Task
Scan the entries that follow for the word "with", then report every line in which it appears.

Entries supplied
Segment Open

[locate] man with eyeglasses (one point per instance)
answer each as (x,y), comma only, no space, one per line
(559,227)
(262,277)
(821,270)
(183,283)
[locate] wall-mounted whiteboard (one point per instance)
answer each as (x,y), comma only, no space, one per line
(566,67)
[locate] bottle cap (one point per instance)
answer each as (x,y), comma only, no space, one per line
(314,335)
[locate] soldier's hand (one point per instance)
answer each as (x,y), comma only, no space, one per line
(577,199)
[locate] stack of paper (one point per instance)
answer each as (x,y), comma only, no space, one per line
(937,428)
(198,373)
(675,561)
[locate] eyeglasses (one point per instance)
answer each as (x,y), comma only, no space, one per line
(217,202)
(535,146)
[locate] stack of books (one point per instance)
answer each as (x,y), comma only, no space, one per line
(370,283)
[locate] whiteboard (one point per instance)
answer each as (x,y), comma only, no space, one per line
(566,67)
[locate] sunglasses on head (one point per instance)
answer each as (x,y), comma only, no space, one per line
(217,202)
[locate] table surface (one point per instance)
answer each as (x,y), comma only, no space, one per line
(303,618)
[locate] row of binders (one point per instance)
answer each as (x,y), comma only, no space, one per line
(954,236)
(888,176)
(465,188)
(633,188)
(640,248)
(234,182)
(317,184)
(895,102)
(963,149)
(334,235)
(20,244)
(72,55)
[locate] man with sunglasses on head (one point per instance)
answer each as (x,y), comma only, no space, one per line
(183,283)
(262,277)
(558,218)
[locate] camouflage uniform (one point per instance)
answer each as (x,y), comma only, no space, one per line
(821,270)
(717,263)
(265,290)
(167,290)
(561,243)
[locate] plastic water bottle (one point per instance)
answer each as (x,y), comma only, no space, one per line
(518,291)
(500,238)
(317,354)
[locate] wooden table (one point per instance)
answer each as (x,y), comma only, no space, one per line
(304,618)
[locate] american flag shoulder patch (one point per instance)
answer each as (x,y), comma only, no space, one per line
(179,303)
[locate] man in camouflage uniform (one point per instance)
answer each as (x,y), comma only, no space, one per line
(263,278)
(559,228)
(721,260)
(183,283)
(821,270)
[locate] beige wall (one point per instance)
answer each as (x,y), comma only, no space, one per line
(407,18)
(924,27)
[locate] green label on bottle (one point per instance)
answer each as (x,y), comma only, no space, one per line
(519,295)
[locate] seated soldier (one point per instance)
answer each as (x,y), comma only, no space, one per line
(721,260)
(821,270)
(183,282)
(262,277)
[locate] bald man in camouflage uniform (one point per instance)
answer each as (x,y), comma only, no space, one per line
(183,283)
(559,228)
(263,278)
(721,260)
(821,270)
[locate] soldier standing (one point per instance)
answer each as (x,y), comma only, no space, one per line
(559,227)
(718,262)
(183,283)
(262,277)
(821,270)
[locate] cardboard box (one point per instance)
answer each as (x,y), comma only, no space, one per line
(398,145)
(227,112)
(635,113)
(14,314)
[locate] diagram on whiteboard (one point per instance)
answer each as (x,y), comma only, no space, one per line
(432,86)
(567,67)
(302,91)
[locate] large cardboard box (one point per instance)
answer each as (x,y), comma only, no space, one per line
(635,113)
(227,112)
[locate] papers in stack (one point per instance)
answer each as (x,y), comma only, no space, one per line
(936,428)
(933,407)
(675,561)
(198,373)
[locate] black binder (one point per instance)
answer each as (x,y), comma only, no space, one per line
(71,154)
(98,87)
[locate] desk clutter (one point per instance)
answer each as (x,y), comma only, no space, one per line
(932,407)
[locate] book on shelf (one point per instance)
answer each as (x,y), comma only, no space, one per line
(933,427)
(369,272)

Segment Closed
Segment Open

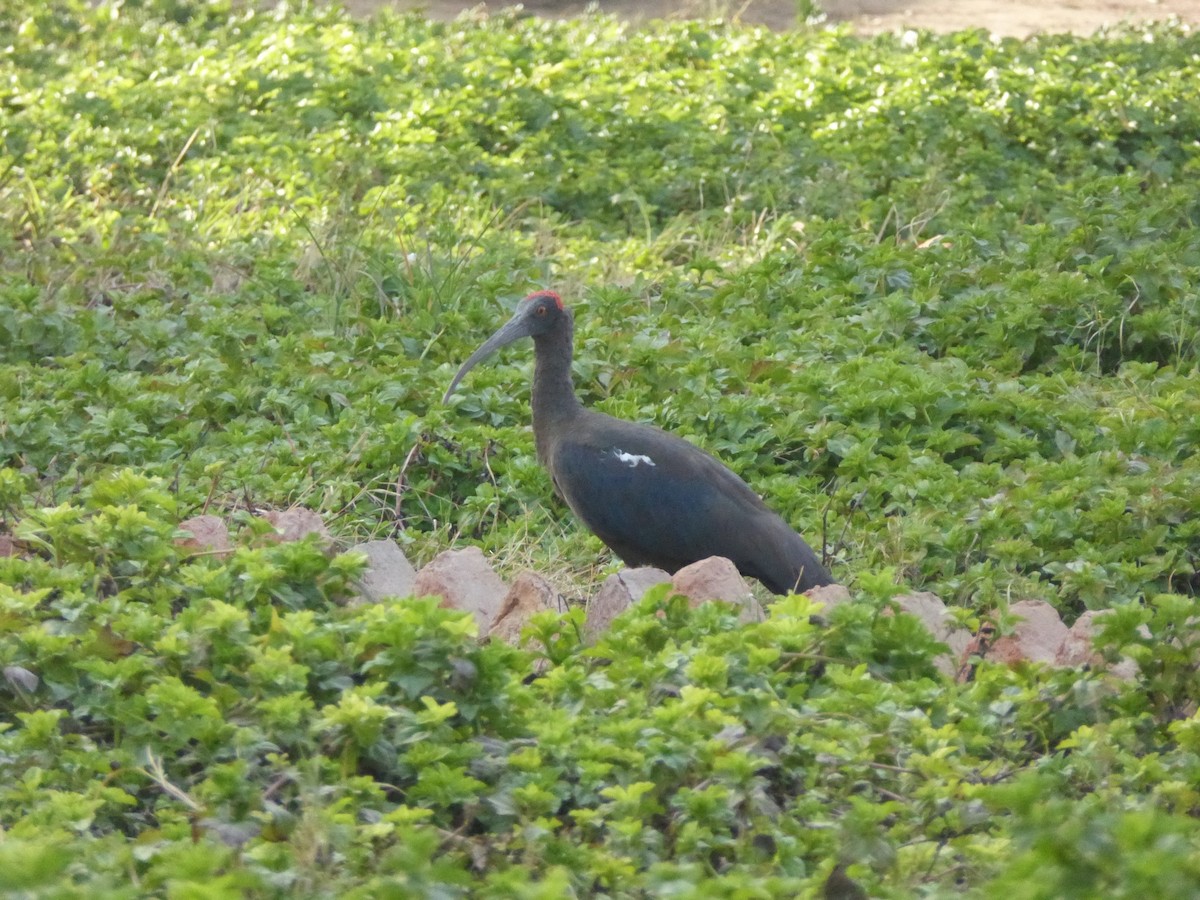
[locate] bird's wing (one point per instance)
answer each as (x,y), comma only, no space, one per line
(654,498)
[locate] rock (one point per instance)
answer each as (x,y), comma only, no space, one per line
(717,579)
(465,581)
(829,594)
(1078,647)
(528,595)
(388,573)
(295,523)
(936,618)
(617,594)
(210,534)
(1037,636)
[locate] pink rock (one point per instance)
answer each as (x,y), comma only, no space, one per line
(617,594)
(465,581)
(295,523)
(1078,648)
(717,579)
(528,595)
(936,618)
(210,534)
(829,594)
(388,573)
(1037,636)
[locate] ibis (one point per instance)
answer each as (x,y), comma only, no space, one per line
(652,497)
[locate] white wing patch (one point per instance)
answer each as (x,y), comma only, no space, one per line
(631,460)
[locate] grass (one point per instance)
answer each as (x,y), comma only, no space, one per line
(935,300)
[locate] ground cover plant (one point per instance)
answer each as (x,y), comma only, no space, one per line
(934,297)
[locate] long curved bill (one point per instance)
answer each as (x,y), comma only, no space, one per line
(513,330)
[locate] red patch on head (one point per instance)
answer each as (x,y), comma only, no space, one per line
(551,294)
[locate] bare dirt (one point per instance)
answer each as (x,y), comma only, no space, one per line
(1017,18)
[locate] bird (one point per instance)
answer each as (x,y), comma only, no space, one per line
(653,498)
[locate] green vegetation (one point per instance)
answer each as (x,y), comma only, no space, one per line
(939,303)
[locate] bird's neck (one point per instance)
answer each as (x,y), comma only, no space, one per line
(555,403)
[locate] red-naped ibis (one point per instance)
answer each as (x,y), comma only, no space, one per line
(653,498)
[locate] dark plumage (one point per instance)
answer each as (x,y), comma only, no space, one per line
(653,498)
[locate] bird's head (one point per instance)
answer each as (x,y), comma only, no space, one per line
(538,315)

Segment Closed
Segment Open

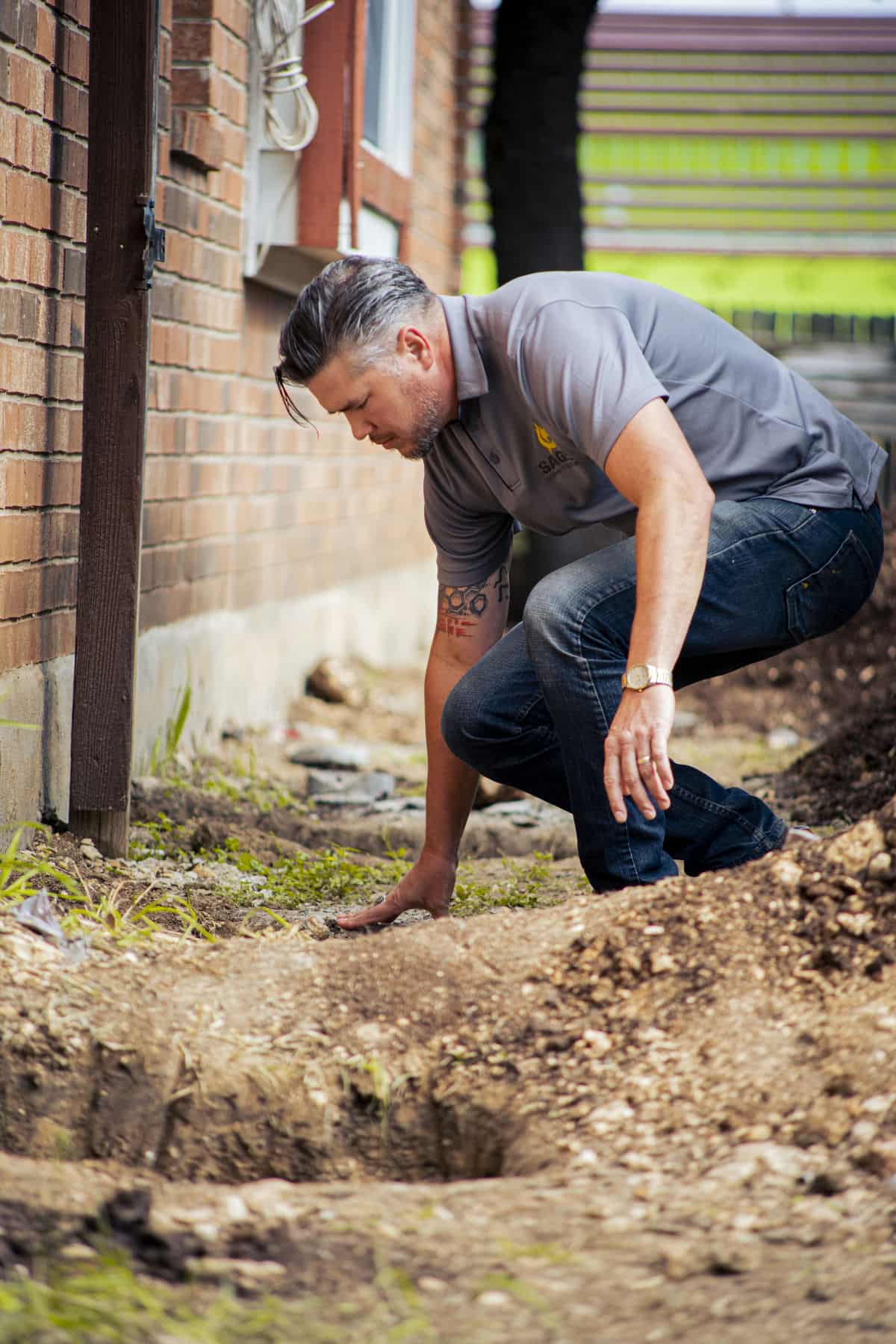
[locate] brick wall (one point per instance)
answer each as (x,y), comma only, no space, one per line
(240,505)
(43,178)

Segment Closed

Response area
[locate] man with eyeglasses (one point per instance)
[locate] man with sunglasses on head (one point per instance)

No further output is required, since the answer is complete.